### List of tasks
1. In the church email marketing article, how many ways to improve church email marketing does the writer promise to share?
2. Write out the church email marketing article from "In this article, I’ll" up to and including "clarity that connects.".
3. Do these statements agree with the church email marketing article? Answer yes or no for each and quote the words that decide it.
(a) One email a week is usually enough.
(b) Church email marketing is hard because the tools are bad.
(c) Most church management tools offer email newsletter functionality.

### Document segment
============================================================
Design for smartphones first: A huge portion of email opens happen on smartphones. Make sure your email is formattted with that in mind!

One email a week is enough (usually): Consistency builds trust. Over-emailing trains people to ignore you.

Start with purpose, not platforms: Tools don’t fix unclear goals—clarity does.

Church email marketing isn’t hard because the tools are bad—it’s hard because most churches treat it like a chore instead of a ministry.

I’ve seen it happen: a church launches a Mailchimp account, picks a shiny template, and starts pushing announcements... very little strategy or thought. Just a parade of potlucks and sermon series titles, marching straight into people’s spam folders.

When email becomes an obligation, you end up with:

  • Congregants missing key events or updates because they don’t even see the email
  • Staff wasting time sending out “reminder” after “reminder” that no one reads
  • A communication gap between the stage and the inbox—one that fractures trust and follow-through

But email doesn’t need to be cold, chaotic, or ignored... in fact, it can be simple, straightforward, without much additional admin work. Most church management tools actually offer great email newsletter functionality.

In this article, I’ll share 10 ways to make church email marketing more effective, more pastoral, and a lot easier. No jargon. No marketing fluff. Just practical shifts that help your messages actually reach and serve your people.

It’s not about the newest software. It’s about clarity that connects.

Tip #1: Start With the Purpose, Not the Tool Platform

Lots of churches operate this way, I think: they pick a church marketing tool, grab a template, and start sending updates. But without a clear purpose for your email list, your newsletters just becomes noise. A checklist item. Another digital shout into the void.

Before you write your next subject line, ask: Why are we sending this? Who’s it for? What do we want people to feel, understand, or do after reading it?

If your emails don’t point people toward Jesus or deeper community, what are they really accomplishing? A pastoral email strategy will do two things:

  • Serve your people by speaking to their real questions, needs, and next steps
  • Refocus their attention on Jesus especially midweek, when things can get difficult.
============================================================
### Information provided
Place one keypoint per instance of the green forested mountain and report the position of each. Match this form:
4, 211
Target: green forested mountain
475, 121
============================================================
### Results of the tasks
1. 10 ways.

2.
In this article, I’ll share 10 ways to make church email marketing more effective, more pastoral, and a lot easier. No jargon. No marketing fluff. Just practical shifts that help your messages actually reach and serve your people.

It’s not about the newest software. It’s about clarity that connects.

3.
(a) Yes: "One email a week is enough (usually)"
(b) No: "Church email marketing isn’t hard because the tools are bad"
(c) Yes: "Most church management tools actually offer great email newsletter functionality."